PASSAGE TO READ =

-------

A “window of opportunity”
The “window of opportunity” is a workout nutrition phenomenon. Specifically, during and after a workout.
Your muscles are ready to accept nutrients and stimulate muscle growth, muscle repair, and muscle strength.
As the term suggests, this window starts to close quickly after your workout ends. Research says immediately after a session (and up to 2 hours) is the most critical “window” to take advantage of post workout nutrition, even though protein syntheses last for about 48 hours afterward.
To optimize your fitness, give your body the proper nutrition within this open window.
If you delay for too long, even a couple of hours after the window is closed, both muscle glycogen storage and protein synthesis are decreased.
After your the last rep of your last set, get your post workout nutrition in.
What should you eat?
Again, there are two requirements for post-workout nutrition:
- protein synthesis needs protein
- carbohydrates to replace muscle glycogen (and improve the role of insulin in the transport of nutrients to cells)
Eating whole food meals will meet your post workout nutrition requirements. But, eating a mixed meal isn’t always sensible for a few reasons:
- Sometimes you are not hungry right after exercise
- It takes time to digest whole foods, and nutrients need to be accessible right way
- A refrigerator is not alway available to keep meals ready for consumption
This is why nutrition in the form of a liquid that has fast digesting carbohydrates (e.g., dextrose, glucose, maltodextrin, etc.) and proteins (e.g., protein hydrolysates or isolates):
- May quicken recovery by using insulin for nutrient transport into cells
- Might result in quicker digestion and absorption
- Is easier to tolerate during and after exercise
Aim for about 20 grams of protein post workout if you want to maximize muscle protein synthesis.

-------

INFORMATION PROVIDED =

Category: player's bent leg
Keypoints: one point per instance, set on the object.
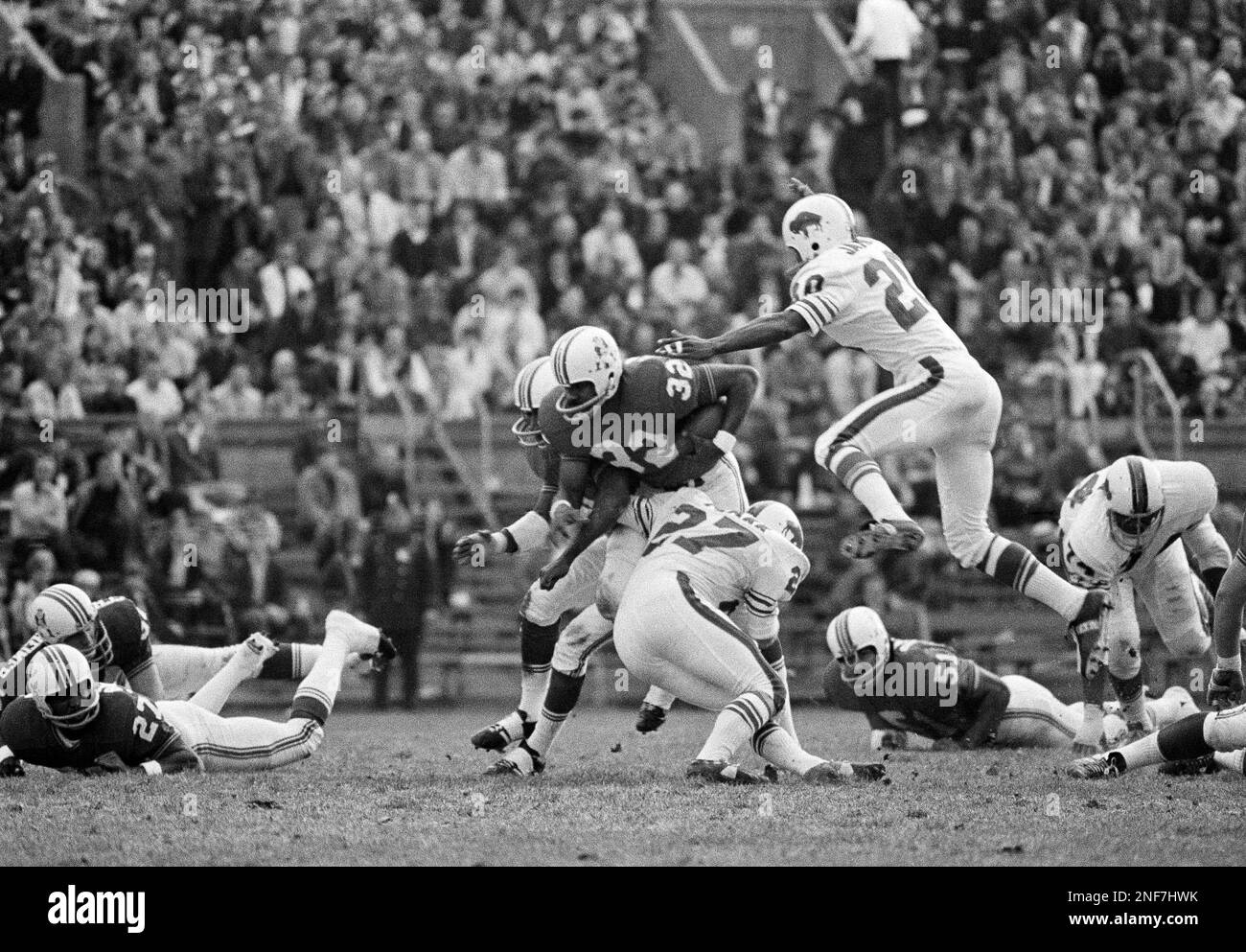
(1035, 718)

-------

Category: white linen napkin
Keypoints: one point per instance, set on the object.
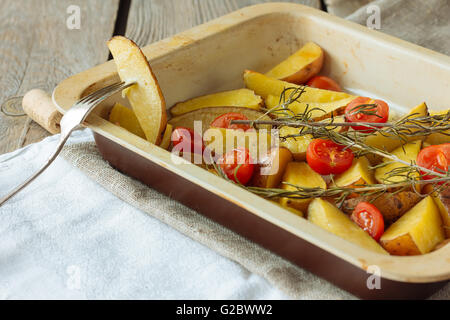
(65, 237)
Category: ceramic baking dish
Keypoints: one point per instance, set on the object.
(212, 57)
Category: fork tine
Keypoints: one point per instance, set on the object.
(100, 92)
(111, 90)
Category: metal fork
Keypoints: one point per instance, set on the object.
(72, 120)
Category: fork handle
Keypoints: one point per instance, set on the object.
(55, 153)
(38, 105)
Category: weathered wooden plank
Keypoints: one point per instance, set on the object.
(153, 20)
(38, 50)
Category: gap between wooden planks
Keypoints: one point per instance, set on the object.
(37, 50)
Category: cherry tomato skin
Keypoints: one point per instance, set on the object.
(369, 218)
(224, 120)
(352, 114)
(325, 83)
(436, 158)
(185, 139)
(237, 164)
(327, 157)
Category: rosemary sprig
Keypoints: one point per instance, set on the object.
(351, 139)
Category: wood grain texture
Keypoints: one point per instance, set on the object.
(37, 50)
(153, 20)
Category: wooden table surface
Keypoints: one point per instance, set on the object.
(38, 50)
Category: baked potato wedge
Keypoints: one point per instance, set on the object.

-------

EXERCISE 1 =
Which fast-digesting carbohydrates does the post-workout nutrition text give as examples?
EXERCISE 2 =
Can you copy the post-workout nutrition text word for word, everything from "Your muscles are" down to "workout nutrition in."?
The records have nothing to do with this.

WRITTEN RESPONSE 1 =
Dextrose, glucose, maltodextrin

WRITTEN RESPONSE 2 =
Your muscles are ready to accept nutrients and stimulate muscle growth, muscle repair, and muscle strength.
As the term suggests, this window starts to close quickly after your workout ends. Research says immediately after a session (and up to 2 hours) is the most critical “window” to take advantage of post workout nutrition, even though protein syntheses last for about 48 hours afterward.
To optimize your fitness, give your body the proper nutrition within this open window.
If you delay for too long, even a couple of hours after the window is closed, both muscle glycogen storage and protein synthesis are decreased.
After your the last rep of your last set, get your post workout nutrition in.